### Kaynak metin
+--

• Sonuç bulunamadı

İSRAİLOĞULLARI PEYGAMBERLERİ

ALİ REŞAD’IN TARİH-İ KADİMİNDE İBRANİLER

F. YAHUDA KRALLIĞI

I. İSRAİLOĞULLARI PEYGAMBERLERİ

İsrail ve Yahuda Krallıklarının iki asır boyunca uğradıkları istilâlar, yenilgiler İsrailoğullarını çok fazla şaşırtmıştı. Öyle ki; bazılarının inancı sarsılmış: “Niçin Allah’ımız Yehova bizi düşmanlarımıza karşı savunmuyor?” diye soruyorlardı. Bazıları da İsrailoğullarının Tanrısının öteki milletlerin tanrılarından daha güçlü olmadığı kanısına varmışlardı. Bunlar, galip gelen milletlerin Tanrılarına, Suriyelilerin tanrıları olan Baal ve Astarte’ye Güneşe, Ay ve yıldızlara tapınmaya başladılar. Bazıları ise; “Yehova diğer tanrılardan daha güçlüdür. Kavmini savunmaması veya savunmak istememesi, bize karşı kızgın oluşundandır. Bu kızgınlığı gidermek için Yehova’nın hoşuna gidecek şeyler yapmalıyız” diyorlar ve Kudüs’e gidip öküzler kurban ediyorlar, buhurlar yakıyorlar, kâhinlere ürünlerinin onda birini veya nakdi hediyeler verip oruç

tutuyor, üstlerine başlarına kül sürüyorlardı. Buna rağmen felaketler birbirini izliyordu.

Halkı hak yola davetle görevli olarak çeşitli zamanlarda ortaya çıkan Nebilerden İsrailoğulları nazarında en çok ün kazananlar İlyas (İlya), Elyasa (Elişa), Yunus, İşaya, Hezekiel, Yeremya, Daniel ve Üzeyir (A.S.) dir. Kur’an-ı Kerim’de isimleri anılan Hz. Davud ve Hz. Süleyman ile Zekeriya ve Yahya (A.S.) da İsrailoğulları peygamberlerindendir. Hatta Hz. İsa bile İsrailoğulları peygamberlerindendir.

+--

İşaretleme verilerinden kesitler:
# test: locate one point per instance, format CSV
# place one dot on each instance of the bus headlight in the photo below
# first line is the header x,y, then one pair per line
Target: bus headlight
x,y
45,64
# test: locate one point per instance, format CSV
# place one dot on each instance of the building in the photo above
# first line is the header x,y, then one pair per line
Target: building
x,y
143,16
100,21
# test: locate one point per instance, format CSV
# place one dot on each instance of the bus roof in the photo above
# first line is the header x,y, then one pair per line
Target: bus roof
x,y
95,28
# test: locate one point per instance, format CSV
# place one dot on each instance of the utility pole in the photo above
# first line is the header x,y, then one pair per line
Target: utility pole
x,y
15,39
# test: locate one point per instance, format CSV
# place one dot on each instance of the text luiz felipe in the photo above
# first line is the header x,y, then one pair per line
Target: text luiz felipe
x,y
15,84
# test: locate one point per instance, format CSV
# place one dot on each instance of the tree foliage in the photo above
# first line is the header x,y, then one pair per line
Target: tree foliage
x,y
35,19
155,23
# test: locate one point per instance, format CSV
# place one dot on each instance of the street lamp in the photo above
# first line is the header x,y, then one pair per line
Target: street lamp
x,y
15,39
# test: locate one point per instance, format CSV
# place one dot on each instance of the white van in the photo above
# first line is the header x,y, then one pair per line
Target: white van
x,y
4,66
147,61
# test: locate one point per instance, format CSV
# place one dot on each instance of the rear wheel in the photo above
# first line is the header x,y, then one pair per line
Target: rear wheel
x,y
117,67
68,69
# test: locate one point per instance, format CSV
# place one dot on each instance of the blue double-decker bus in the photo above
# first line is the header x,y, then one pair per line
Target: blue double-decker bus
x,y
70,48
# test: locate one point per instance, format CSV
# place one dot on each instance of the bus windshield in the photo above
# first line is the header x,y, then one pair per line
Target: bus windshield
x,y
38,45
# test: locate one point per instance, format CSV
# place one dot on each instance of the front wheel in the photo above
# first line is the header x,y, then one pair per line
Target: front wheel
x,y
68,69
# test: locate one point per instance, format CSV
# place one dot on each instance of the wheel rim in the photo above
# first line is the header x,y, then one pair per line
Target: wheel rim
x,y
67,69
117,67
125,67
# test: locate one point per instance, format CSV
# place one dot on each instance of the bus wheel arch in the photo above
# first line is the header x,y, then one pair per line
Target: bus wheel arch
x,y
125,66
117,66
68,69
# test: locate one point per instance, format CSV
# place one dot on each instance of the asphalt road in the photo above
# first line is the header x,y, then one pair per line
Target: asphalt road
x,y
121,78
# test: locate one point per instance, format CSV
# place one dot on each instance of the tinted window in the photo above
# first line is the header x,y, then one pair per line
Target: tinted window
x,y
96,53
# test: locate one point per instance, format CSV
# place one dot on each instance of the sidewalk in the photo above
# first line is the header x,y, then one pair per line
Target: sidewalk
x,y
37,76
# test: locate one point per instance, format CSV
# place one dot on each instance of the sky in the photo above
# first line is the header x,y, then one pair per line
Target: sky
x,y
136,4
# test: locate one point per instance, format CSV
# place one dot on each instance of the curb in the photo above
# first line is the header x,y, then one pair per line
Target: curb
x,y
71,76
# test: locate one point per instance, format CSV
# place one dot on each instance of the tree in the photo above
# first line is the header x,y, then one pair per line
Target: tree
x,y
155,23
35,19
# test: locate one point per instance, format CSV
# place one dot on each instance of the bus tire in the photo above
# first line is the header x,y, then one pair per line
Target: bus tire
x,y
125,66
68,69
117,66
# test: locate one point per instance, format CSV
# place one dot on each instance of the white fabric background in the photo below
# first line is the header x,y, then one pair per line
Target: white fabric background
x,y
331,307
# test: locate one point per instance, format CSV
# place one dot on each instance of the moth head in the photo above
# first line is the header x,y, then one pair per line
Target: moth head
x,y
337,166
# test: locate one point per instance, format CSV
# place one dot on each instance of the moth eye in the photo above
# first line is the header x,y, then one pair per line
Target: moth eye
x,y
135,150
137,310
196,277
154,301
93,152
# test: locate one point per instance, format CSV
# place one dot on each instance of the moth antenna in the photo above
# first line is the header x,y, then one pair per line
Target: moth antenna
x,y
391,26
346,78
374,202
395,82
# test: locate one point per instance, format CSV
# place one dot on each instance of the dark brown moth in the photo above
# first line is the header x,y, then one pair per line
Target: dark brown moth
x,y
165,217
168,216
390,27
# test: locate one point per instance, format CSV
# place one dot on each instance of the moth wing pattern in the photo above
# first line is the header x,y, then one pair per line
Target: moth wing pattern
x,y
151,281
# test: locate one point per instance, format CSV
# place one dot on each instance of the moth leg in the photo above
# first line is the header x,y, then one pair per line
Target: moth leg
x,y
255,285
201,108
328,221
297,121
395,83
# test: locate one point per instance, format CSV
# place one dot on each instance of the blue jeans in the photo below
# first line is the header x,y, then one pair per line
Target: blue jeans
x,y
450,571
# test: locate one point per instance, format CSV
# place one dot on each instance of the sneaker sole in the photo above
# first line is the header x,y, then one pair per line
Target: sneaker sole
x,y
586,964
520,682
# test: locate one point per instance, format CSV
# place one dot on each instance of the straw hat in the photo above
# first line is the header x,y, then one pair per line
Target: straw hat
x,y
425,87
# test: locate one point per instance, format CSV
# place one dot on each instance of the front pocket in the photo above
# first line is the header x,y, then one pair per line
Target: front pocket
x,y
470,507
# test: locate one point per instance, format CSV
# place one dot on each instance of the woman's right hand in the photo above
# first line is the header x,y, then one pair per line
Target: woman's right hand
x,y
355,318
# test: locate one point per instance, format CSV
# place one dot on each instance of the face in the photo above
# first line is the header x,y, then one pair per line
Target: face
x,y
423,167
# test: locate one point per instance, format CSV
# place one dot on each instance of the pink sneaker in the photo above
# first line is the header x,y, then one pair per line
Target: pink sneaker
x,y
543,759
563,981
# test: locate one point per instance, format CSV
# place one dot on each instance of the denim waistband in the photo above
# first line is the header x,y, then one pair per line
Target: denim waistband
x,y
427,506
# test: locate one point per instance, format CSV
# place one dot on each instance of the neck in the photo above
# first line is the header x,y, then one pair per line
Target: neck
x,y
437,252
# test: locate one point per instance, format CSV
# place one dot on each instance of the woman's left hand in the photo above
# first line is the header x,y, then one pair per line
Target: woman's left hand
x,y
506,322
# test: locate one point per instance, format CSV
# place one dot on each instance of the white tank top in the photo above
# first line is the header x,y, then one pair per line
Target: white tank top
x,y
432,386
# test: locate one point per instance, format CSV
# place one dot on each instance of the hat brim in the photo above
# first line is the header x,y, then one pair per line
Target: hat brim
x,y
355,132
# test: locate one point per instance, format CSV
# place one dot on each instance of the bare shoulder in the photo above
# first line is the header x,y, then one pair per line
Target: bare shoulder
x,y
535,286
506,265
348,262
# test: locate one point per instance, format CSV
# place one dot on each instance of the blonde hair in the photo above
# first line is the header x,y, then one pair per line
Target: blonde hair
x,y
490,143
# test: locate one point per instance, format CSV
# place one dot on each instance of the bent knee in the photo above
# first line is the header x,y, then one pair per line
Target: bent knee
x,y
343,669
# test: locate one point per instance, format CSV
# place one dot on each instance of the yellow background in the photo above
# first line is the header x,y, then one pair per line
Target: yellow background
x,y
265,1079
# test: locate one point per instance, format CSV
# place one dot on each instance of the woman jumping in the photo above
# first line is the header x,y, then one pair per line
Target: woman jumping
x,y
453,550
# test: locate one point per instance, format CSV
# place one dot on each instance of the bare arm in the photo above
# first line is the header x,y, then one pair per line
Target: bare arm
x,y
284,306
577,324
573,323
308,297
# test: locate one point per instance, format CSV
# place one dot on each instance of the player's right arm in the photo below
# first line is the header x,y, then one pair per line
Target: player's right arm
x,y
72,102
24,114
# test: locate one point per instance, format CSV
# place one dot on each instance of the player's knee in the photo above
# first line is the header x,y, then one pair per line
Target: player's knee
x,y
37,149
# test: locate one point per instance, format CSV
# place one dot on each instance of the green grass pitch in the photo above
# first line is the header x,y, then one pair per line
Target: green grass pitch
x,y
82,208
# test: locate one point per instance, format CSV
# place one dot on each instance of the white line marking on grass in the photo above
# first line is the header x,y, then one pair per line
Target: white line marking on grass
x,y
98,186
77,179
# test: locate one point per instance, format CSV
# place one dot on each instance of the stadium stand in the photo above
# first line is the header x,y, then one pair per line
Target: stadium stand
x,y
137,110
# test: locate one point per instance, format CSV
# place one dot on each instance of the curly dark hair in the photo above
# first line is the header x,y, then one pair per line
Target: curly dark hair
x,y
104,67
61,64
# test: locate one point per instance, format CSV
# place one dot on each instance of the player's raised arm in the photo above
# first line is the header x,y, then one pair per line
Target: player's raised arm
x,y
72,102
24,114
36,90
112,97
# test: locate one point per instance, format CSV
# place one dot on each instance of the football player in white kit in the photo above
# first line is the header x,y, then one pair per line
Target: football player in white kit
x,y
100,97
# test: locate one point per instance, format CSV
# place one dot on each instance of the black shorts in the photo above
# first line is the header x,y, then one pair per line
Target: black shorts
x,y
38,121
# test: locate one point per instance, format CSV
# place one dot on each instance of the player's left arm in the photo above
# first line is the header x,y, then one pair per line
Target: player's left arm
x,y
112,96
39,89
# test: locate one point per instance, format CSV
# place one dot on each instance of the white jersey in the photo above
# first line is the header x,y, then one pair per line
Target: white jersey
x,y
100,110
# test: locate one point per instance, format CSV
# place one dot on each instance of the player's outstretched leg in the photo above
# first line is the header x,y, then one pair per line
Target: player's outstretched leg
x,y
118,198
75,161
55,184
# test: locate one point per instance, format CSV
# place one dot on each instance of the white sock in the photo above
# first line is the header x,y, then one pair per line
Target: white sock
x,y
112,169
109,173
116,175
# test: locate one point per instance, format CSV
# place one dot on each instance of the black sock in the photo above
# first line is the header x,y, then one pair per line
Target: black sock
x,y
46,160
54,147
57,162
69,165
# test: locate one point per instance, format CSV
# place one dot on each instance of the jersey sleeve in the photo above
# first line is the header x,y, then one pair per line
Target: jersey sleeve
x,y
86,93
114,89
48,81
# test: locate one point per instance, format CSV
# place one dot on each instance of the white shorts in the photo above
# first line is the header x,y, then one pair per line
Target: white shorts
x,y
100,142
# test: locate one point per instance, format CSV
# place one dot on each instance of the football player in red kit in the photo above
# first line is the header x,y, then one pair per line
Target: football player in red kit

+--

İsrailoğulları peygamberleri üzerine olan metinden "tutuyor, üstlerine başlarına" ifadesiyle başlayıp "bile İsrailoğulları peygamberlerindendir." ifadesine kadar, bu ifade de dahil olmak üzere, süren bölümü olduğu gibi alıntılayın.

tutuyor, üstlerine başlarına kül sürüyorlardı. Buna rağmen felaketler birbirini izliyordu.

Halkı hak yola davetle görevli olarak çeşitli zamanlarda ortaya çıkan Nebilerden İsrailoğulları nazarında en çok ün kazananlar İlyas (İlya), Elyasa (Elişa), Yunus, İşaya, Hezekiel, Yeremya, Daniel ve Üzeyir (A.S.) dir. Kur’an-ı Kerim’de isimleri anılan Hz. Davud ve Hz. Süleyman ile Zekeriya ve Yahya (A.S.) da İsrailoğulları peygamberlerindendir. Hatta Hz. İsa bile İsrailoğulları peygamberlerindendir.